- **Extracted text**:
------------------------

In Commission investigations, one way that this situation may arise is if the staff receives a referral from another authority such as the Department of Justice, a self-regulatory organization, or another organization that is identified in the proposed rule. In these circumstances, the proposed rule would credit the whistleblower with being the “original source” of information on which the referral was based as long as the whistleblower “voluntarily” provided the information to the other authority within the meaning of these rules; i.e., the whistleblower or his representative must have come forward and given the other authority the information before receiving any request, inquiry, or demand to which the information was relevant. If a whistleblower claims to be the original source of information provided to the Commission by one of these authorities or another entity such as the whistleblower's employer, the Commission may seek assistance and confirmation from the other authority or entity in determining whether the whistleblower is the original source of the information.
Paragraph (6) of Proposed Rule 21F-4(b) addresses circumstances where the Commission already possesses some information about a matter at the time that a whistleblower provides additional information about the same matter. The whistleblower will be considered the “original source” of any information that is derived from his independent knowledge or independent analysis and that materially adds to the information that the Commission already possesses. The standard is modeled after the definition of “original source” that Congress included in the False Claims Act through amendments earlier this year. 
As is described elsewhere in these proposed rules, a whistleblower will need to submit his information as well as a Form WB-DEC in order to start the process and establish the whistleblower's eligibility for award consideration.  A whistleblower who provides information to another authority first will need to follow these same procedures and submit the necessary forms to the Commission in order to perfect his status as a whistleblower under the Commission's whistleblower program. However, under paragraph (7) of Proposed Rule 21F-4(b), as long as the whistleblower submits the necessary forms to the Commission within 90 days after he provided the same information to the other authority, the Commission will consider the whistleblower's submission to be effective as of that earlier date. As noted above, the whistleblower must establish that he is the original source of the information provided to the other authority as well as the date of his submission, but the Commission may seek confirmation from the other authority in making this determination. The objective of this procedure is to provide further incentive for persons with knowledge of securities violations to come forward (consistent with the purposes of Section 21F) by assuring potential whistleblowers that they can provide information to appropriate Government or regulatory authorities, and their “place in line” will be protected in the event that other whistleblowers later provide the same information directly to the Commission.
For similar reasons, proposed rule 21F-4(b)(7) extends the same protection to whistleblowers who provide information about potential violations to the persons specified in Rules 21F-4(b)(4)(iv) and (v) (i.e., personnel involved in compliance or similar functions, or who are informed about potential violations with the expectation that they will take steps to address them), and who, within 90 days, submit the necessary whistleblower forms to the Commission. Compliance with the Federal securities laws is promoted when companies have effective programs for identifying, correcting, and self-reporting unlawful conduct by company officers or employees. The objective of this provision is to support, not undermine, the effective functioning of company compliance and related systems by allowing employees to take their concerns about potential violations to appropriate company officials first while still preserving their rights under the Commission's whistleblower program. This objective is also important because internal compliance and reporting systems are essential sources of information for companies about misconduct that may not be securities-related (e.g., employment discrimination or harassment complaints), as well as for securities-related complaints. The Commission does not intend for its rules to undermine effective company processes for receiving reports on potential violations that may be outside of the Commission's enforcement interest, but are nonetheless important for companies to address.

------------------------

- **Problem**: Continue the passage on the proposed whistleblower rules from the point where it stops.

[Extracted records]
------------------------

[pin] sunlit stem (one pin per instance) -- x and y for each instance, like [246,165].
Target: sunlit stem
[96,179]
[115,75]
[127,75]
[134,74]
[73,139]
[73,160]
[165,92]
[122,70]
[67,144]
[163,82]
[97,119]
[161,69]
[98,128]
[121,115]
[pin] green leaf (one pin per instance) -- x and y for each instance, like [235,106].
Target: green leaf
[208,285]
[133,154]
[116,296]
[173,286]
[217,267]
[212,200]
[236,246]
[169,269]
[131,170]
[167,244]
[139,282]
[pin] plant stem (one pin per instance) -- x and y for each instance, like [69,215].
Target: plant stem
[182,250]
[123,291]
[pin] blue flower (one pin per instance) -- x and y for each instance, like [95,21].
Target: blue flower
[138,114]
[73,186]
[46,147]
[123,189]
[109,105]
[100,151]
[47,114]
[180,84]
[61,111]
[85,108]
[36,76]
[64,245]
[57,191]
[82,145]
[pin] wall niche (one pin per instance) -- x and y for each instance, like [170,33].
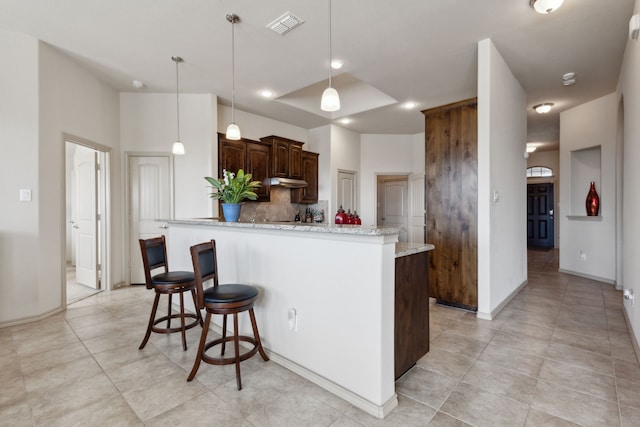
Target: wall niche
[586,166]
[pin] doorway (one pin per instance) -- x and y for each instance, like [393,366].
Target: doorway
[393,203]
[87,200]
[150,199]
[540,214]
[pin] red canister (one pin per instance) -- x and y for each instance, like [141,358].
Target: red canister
[341,217]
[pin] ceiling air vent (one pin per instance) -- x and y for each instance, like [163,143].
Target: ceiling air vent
[285,23]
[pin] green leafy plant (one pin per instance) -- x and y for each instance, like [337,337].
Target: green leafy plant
[233,188]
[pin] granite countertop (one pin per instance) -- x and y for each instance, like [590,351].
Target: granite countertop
[405,248]
[361,230]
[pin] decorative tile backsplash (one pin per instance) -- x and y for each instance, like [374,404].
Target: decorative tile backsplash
[279,208]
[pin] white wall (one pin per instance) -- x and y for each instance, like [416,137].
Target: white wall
[45,94]
[629,89]
[72,101]
[549,159]
[19,282]
[255,127]
[387,155]
[502,130]
[589,125]
[319,141]
[149,124]
[345,155]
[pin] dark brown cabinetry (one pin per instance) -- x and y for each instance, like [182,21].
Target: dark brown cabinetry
[287,156]
[309,194]
[411,311]
[258,165]
[252,156]
[451,165]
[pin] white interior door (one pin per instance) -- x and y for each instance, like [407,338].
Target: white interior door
[86,221]
[417,222]
[347,191]
[150,200]
[395,206]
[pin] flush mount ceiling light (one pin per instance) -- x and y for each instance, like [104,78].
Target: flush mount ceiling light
[266,93]
[543,108]
[285,23]
[336,64]
[330,99]
[545,6]
[233,131]
[178,147]
[569,79]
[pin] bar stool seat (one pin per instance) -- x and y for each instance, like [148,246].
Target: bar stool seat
[222,299]
[154,256]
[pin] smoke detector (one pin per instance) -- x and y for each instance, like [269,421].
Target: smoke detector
[285,23]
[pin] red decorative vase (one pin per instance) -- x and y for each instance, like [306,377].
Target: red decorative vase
[593,201]
[341,217]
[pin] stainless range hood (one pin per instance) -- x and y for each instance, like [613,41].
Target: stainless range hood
[285,182]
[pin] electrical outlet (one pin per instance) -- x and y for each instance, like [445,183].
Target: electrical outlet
[292,317]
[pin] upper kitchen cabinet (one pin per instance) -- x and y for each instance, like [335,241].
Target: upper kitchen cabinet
[252,156]
[286,156]
[308,194]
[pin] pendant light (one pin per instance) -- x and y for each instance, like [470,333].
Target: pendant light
[233,131]
[178,147]
[330,99]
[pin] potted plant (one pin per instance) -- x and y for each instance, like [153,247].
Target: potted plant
[231,190]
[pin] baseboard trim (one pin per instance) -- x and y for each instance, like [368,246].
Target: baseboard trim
[378,411]
[634,341]
[587,276]
[492,315]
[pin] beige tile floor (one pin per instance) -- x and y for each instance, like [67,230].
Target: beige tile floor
[558,355]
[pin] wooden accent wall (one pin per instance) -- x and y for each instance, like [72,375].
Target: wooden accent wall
[451,170]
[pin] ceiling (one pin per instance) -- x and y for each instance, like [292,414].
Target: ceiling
[423,51]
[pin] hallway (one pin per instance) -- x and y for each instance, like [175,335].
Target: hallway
[559,354]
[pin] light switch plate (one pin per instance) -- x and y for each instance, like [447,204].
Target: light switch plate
[25,195]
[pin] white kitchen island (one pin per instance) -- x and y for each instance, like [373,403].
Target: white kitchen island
[338,279]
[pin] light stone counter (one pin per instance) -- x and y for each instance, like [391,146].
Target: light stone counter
[293,226]
[405,248]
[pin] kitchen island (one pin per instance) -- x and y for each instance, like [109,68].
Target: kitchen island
[339,281]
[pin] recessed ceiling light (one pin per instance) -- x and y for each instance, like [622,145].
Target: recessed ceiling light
[543,108]
[545,6]
[569,79]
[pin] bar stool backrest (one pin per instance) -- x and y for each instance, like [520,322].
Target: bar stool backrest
[154,255]
[205,267]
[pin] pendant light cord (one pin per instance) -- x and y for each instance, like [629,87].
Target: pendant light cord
[178,59]
[330,43]
[233,68]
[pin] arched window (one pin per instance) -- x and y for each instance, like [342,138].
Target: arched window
[539,172]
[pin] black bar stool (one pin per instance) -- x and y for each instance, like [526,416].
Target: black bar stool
[154,255]
[222,299]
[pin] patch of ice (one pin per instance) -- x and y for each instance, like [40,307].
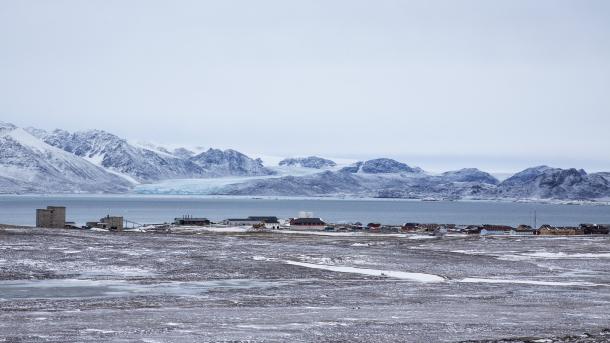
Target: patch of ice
[419,277]
[562,255]
[530,282]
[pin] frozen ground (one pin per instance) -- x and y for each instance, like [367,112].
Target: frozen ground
[77,286]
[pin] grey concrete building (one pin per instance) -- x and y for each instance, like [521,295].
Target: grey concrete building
[52,217]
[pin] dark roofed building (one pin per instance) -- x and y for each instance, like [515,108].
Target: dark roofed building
[307,224]
[186,220]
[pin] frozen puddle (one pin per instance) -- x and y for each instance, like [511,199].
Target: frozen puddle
[77,288]
[419,277]
[532,282]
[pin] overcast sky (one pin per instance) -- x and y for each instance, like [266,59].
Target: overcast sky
[441,84]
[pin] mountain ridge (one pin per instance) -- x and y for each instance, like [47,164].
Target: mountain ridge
[37,161]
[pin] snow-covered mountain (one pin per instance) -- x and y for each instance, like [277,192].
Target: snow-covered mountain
[470,175]
[544,182]
[314,162]
[229,163]
[146,163]
[374,178]
[28,165]
[381,166]
[37,161]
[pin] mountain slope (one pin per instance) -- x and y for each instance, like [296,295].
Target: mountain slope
[29,165]
[146,163]
[229,162]
[308,162]
[553,183]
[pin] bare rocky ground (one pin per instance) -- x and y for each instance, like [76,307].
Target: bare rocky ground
[82,286]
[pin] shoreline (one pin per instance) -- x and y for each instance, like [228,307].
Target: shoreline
[604,202]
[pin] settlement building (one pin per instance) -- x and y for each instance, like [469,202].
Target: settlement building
[52,216]
[192,221]
[270,222]
[111,223]
[495,230]
[307,224]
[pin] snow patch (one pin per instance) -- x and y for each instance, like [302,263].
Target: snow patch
[418,277]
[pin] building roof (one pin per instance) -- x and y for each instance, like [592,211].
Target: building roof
[307,221]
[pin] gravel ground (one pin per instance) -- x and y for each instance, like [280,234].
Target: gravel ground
[83,286]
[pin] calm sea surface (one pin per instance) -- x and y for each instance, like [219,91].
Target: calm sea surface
[20,209]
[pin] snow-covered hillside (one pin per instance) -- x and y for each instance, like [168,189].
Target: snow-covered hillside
[29,165]
[146,163]
[37,161]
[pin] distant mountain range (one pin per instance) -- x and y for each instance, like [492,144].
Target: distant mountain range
[95,161]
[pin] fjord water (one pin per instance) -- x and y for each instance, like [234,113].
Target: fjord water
[20,209]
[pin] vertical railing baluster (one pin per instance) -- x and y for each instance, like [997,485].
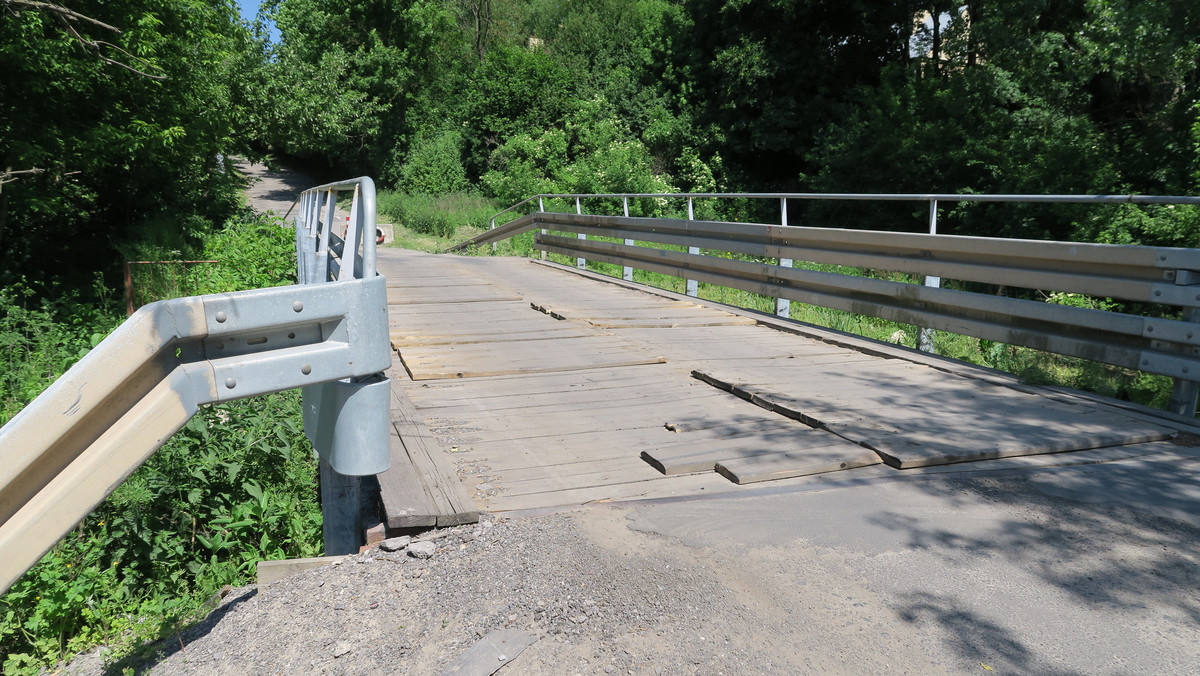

------------------------

- **The answer**:
Given the policy interest in fostering robust corporate compliance programs, we considered the possible approach of requiring potential whistleblowers to utilize in-house complaint and reporting procedures, thereby giving employers an opportunity to address misconduct, before they make a whistleblower submission to the Commission. Among our concerns was the fact that, while many employers have compliance processes that are well-documented, thorough, and robust, and offer whistleblowers appropriate assurances of confidentiality, others lack such established procedures and protections.
We emphasize, however, that our proposal not to require a whistleblower to utilize internal compliance processes does not mean that our receipt of a whistleblower complaint will lead to internal processes being bypassed. We expect that in appropriate cases, consistent with the public interest and our obligation to preserve the confidentiality of a whistleblower, our staff will, upon receiving a whistleblower complaint, contact a company, describe the nature of the allegations, and give the company an opportunity to investigate the matter and report back. The company's actions in these circumstances will be considered in accordance with the Commission's Report of Investigation Pursuant to Section 21(a) of the Securities Exchange Act of 1934 and Commission Statement on the Relationship of Cooperation to Agency Enforcement Decisions.  This has been the approach of the Enforcement staff in the past, and the Commission expects that it will continue in the future. Thus, in this respect, we do not expect our receipt of whistleblower complaints to minimize the importance of effective company processes for addressing allegations of wrongful conduct. 
The Commission's primary goal, consistent with the congressional intent behind Section 21F, is to encourage the submission of high-quality information to facilitate the effectiveness and efficiency of the Commission's enforcement program. At the same time, we also want to implement Section 21F in a way that encourages strong company compliance programs. Therefore, we request comment on all aspects of the intersection between Section 21F and established internal systems for the receipt, handling, and response to complaints about potential violations of law. We particularly seek recommendations on structures, processes, and incentives that we should consider implementing in order to strike the right balance between the Commission's need for a strong and effective whistleblower awards program, and the importance of preserving robust corporate structures for self-policing and self-reporting.
Request for Comment. The Commission requests comment on all aspects of the definition of “original source” set forth in Proposed Rule 21F-4(b)(4) and (5).
16. Is the provision that would credit individuals with providing original information to the Commission as of the date of their submission to another Governmental or regulatory authority, or to company legal, compliance, or audit personnel, appropriate? In particular, does the provision regarding the providing of information to a company's legal, compliance, or audit personnel appropriately accommodate the internal compliance process?
17. Is the 90-day deadline for submitting Forms TCR and WB-DEC to the Commission (after initially providing information about violations or potential violations to another authority or the employer's legal, compliance, or audit personnel) the appropriate timeframe? Should a longer time period apply in instances where a whistleblower believes that the company has or will proceed in bad faith? Would a 90-day deadline for submitting the TCR and WB-DEC also be appropriate in circumstances where an individual provides information to an SEC staff member? Would a shorter time frame be appropriate? Should there be different time frames for disclosures to other authorities and disclosures to an employer's legal, compliance or audit personnel?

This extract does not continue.